*What is needed*
Leave out every line that comes before the one containing "Target: low stone wall", and reproduce the rest of the listing below exactly, through its last line.
### Recorded information
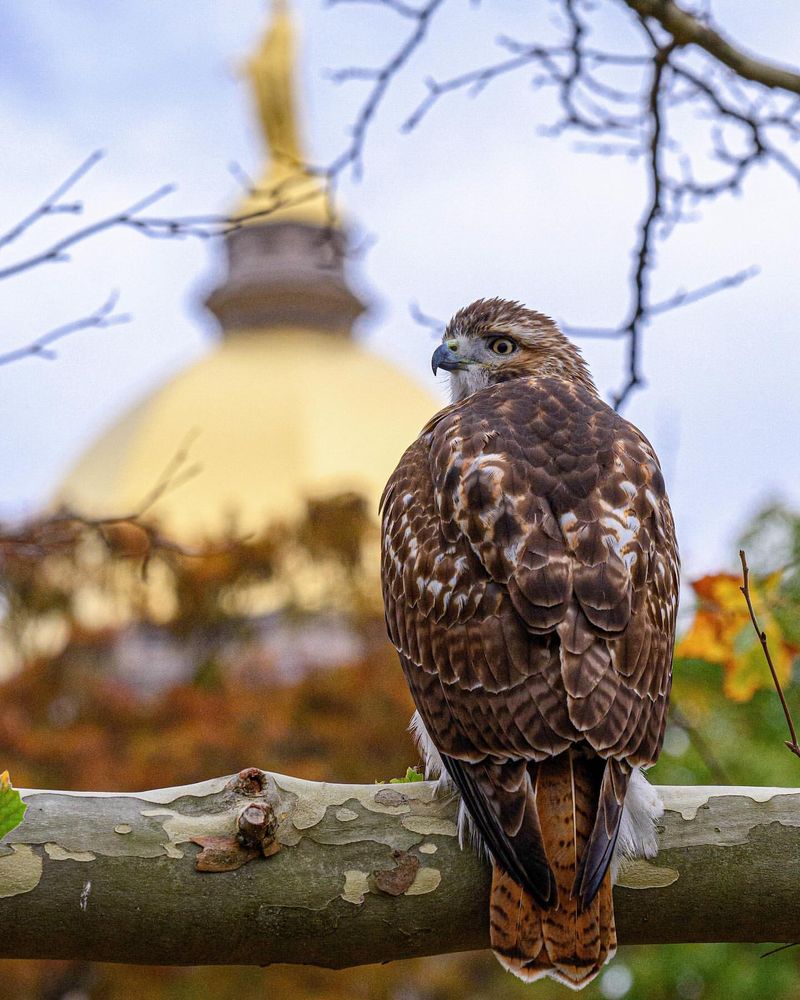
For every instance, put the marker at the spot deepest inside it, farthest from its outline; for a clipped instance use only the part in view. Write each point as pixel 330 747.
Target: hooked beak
pixel 446 356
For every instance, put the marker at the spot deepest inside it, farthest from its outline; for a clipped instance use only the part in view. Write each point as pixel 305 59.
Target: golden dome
pixel 288 407
pixel 274 419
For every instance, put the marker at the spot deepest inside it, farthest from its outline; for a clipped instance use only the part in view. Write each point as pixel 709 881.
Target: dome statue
pixel 288 406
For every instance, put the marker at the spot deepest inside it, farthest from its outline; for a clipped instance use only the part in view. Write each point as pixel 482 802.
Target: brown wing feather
pixel 530 578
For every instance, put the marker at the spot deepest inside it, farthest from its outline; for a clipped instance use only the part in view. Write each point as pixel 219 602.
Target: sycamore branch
pixel 341 875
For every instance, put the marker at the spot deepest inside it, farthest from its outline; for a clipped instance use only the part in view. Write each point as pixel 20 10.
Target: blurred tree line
pixel 73 715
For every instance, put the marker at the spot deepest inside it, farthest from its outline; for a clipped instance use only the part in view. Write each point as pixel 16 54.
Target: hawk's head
pixel 494 340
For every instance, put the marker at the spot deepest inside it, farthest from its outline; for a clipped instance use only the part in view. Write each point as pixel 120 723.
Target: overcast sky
pixel 474 203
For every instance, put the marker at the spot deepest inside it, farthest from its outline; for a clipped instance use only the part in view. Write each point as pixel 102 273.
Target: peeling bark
pixel 365 873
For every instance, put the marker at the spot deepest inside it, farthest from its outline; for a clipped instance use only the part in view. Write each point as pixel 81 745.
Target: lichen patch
pixel 429 825
pixel 426 880
pixel 57 853
pixel 636 873
pixel 356 886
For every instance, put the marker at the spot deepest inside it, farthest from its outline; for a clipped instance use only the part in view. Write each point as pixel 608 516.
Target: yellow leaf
pixel 723 633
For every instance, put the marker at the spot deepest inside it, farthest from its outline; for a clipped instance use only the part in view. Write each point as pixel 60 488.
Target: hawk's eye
pixel 502 345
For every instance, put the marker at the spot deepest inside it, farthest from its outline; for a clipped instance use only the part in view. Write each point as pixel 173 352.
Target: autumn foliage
pixel 132 663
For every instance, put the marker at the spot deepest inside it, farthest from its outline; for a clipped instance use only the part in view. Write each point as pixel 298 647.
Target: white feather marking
pixel 640 815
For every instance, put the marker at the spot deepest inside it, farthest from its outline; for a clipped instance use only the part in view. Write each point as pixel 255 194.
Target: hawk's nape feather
pixel 530 578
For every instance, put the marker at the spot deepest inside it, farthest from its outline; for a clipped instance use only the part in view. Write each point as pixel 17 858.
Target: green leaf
pixel 412 774
pixel 12 808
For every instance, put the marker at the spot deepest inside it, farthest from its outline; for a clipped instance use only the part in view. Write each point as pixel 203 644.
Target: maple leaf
pixel 12 808
pixel 723 633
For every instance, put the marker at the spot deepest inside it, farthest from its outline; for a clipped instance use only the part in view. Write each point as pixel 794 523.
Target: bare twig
pixel 687 29
pixel 791 743
pixel 381 78
pixel 53 205
pixel 101 319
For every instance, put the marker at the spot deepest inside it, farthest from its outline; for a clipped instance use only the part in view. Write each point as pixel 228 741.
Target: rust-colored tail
pixel 569 942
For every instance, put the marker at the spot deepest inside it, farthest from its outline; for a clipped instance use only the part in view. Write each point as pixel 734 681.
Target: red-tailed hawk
pixel 530 577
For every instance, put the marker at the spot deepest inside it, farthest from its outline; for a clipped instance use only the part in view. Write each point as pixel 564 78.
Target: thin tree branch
pixel 687 29
pixel 100 319
pixel 52 205
pixel 117 876
pixel 791 743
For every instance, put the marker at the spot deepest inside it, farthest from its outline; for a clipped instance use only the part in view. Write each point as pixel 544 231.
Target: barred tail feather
pixel 569 942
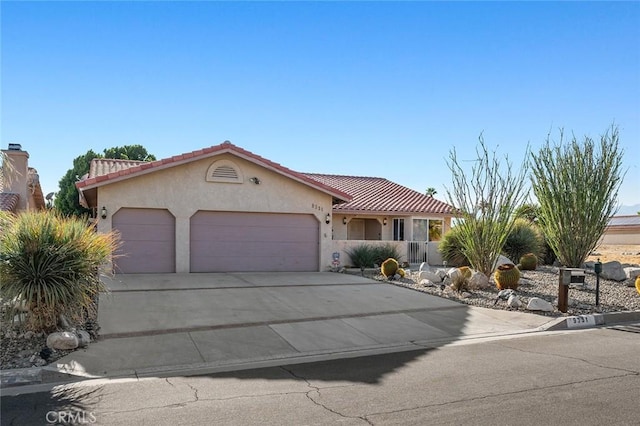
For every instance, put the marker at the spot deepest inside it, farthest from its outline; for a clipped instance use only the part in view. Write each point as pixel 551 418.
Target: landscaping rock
pixel 428 275
pixel 426 283
pixel 632 272
pixel 514 301
pixel 613 271
pixel 478 281
pixel 83 339
pixel 537 304
pixel 63 340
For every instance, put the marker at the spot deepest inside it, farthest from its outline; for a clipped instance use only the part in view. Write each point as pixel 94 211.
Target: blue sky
pixel 371 89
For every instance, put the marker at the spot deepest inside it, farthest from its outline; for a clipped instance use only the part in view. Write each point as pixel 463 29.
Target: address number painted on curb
pixel 581 321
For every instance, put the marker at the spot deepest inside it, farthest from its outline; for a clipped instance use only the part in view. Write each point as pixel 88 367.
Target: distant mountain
pixel 628 210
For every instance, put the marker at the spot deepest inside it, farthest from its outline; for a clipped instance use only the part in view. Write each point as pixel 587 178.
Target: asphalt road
pixel 590 377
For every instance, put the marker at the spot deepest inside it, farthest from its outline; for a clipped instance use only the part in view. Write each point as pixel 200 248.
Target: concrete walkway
pixel 187 323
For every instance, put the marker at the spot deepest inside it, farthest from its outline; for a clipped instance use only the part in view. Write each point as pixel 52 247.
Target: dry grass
pixel 622 253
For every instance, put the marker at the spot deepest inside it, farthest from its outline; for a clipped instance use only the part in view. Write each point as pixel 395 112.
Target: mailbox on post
pixel 568 276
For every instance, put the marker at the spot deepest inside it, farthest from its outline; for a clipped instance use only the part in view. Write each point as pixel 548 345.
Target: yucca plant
pixel 525 237
pixel 51 264
pixel 577 186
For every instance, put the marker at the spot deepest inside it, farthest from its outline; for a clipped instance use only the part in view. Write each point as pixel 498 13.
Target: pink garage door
pixel 237 241
pixel 148 241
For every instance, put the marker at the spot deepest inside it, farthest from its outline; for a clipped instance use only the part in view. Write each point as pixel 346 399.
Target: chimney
pixel 15 176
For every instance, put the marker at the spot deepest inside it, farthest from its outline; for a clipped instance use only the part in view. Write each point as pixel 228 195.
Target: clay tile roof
pixel 104 166
pixel 9 201
pixel 104 170
pixel 373 194
pixel 631 220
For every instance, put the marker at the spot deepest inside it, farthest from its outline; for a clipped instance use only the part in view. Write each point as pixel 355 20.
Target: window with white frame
pixel 398 229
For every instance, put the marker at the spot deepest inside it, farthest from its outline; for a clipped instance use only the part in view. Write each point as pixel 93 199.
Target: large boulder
pixel 64 340
pixel 613 271
pixel 537 304
pixel 84 338
pixel 428 275
pixel 632 272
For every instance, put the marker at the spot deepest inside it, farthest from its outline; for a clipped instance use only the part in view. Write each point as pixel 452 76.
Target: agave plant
pixel 51 264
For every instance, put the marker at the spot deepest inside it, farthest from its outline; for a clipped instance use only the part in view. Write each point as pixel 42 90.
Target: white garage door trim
pixel 148 241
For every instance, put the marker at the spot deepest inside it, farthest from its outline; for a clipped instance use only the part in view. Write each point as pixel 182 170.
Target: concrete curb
pixel 593 320
pixel 38 379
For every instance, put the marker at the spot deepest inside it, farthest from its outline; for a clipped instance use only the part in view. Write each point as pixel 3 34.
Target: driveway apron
pixel 152 323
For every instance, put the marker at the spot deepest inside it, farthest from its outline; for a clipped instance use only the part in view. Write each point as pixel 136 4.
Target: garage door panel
pixel 238 241
pixel 148 241
pixel 285 250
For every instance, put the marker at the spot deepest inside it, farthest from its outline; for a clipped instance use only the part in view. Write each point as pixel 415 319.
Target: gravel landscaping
pixel 542 283
pixel 22 349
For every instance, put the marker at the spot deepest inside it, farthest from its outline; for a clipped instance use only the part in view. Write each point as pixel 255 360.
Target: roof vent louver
pixel 224 172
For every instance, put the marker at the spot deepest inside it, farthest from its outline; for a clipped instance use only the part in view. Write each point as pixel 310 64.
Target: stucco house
pixel 19 184
pixel 224 209
pixel 622 230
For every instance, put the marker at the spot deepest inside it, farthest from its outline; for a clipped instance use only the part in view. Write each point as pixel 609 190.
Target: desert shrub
pixel 525 237
pixel 362 256
pixel 576 184
pixel 384 252
pixel 389 267
pixel 451 248
pixel 51 265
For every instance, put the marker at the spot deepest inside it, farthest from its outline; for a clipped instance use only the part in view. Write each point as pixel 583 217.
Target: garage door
pixel 236 241
pixel 148 241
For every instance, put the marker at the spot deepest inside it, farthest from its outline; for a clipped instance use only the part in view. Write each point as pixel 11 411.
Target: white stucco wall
pixel 183 190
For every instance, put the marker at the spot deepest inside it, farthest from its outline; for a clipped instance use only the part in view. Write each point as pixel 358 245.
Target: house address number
pixel 581 321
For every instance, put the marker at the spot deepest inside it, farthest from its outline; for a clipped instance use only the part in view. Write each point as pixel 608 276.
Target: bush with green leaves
pixel 525 237
pixel 384 252
pixel 368 256
pixel 485 198
pixel 451 248
pixel 577 186
pixel 51 265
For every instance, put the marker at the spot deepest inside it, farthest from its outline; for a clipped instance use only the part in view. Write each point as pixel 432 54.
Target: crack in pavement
pixel 316 389
pixel 496 395
pixel 575 358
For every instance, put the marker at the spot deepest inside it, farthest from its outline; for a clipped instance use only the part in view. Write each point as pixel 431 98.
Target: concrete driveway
pixel 158 323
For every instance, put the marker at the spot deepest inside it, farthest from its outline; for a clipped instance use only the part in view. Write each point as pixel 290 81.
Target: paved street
pixel 589 377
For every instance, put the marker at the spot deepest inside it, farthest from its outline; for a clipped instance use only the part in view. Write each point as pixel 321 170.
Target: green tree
pixel 576 185
pixel 67 199
pixel 486 200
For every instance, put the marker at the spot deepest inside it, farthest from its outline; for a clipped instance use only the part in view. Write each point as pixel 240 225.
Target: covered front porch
pixel 412 252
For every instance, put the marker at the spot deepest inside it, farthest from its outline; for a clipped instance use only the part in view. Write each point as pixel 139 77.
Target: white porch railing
pixel 413 252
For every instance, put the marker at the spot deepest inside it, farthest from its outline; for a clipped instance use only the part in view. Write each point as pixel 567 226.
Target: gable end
pixel 224 171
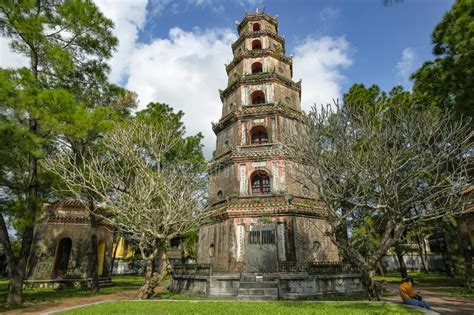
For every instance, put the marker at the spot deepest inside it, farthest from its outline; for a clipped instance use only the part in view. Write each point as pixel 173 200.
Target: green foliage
pixel 448 80
pixel 190 243
pixel 231 307
pixel 188 148
pixel 38 296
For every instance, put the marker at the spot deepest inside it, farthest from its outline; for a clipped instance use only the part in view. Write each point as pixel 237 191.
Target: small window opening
pixel 256 44
pixel 257 97
pixel 61 261
pixel 260 183
pixel 212 250
pixel 258 135
pixel 316 247
pixel 261 237
pixel 257 67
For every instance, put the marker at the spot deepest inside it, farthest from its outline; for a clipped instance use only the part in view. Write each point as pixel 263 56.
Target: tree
pixel 67 43
pixel 448 80
pixel 147 192
pixel 403 167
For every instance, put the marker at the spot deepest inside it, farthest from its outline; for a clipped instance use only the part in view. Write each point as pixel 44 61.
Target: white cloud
pixel 185 71
pixel 319 63
pixel 405 67
pixel 329 13
pixel 129 18
pixel 9 59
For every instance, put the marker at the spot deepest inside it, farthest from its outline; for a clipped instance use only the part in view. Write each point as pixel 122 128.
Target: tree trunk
pixel 94 263
pixel 424 267
pixel 153 277
pixel 401 261
pixel 368 279
pixel 445 255
pixel 114 255
pixel 380 268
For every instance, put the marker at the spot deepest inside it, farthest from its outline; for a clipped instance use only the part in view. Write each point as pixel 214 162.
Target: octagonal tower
pixel 267 222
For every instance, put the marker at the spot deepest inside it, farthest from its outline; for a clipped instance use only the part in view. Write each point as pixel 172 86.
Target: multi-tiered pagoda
pixel 267 220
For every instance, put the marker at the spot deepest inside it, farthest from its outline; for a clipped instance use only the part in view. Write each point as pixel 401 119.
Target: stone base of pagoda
pixel 287 286
pixel 265 243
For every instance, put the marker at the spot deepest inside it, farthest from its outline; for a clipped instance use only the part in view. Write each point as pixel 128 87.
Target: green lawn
pixel 236 307
pixel 39 296
pixel 434 281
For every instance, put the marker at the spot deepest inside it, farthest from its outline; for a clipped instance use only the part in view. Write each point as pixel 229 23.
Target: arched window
pixel 260 183
pixel 61 260
pixel 257 97
pixel 258 135
pixel 256 44
pixel 257 67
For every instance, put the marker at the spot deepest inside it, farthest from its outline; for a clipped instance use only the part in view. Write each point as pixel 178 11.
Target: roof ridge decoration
pixel 257 16
pixel 259 78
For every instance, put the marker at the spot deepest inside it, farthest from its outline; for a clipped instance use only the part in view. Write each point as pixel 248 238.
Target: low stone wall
pixel 123 267
pixel 290 286
pixel 413 262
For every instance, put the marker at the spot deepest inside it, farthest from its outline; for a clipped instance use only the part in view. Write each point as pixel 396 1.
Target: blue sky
pixel 377 34
pixel 174 51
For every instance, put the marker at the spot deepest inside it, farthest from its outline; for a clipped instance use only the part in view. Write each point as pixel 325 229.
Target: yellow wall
pixel 123 250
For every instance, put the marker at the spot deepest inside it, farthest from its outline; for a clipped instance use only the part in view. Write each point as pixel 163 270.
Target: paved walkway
pixel 67 303
pixel 439 301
######
*Task solution*
Target: low stone wall
pixel 123 267
pixel 290 286
pixel 413 262
For every instance, put the marker at the spot deepest inside it, farthest from its outline; for a clipped instance use only the part in view. Write each point as pixel 396 1.
Target: blue sky
pixel 377 34
pixel 174 51
For every instance, put the marker at the spot deepest inside it, farthest from its outline; for a clipped instance use only the part in view. Write each point as pixel 325 229.
Target: yellow wall
pixel 123 250
For every instance, put the marker at the spot deepest inside it, farthest from its outline; for a clipped instance use only the part in view. Write each point as pixel 163 270.
Target: paved walkway
pixel 67 303
pixel 439 301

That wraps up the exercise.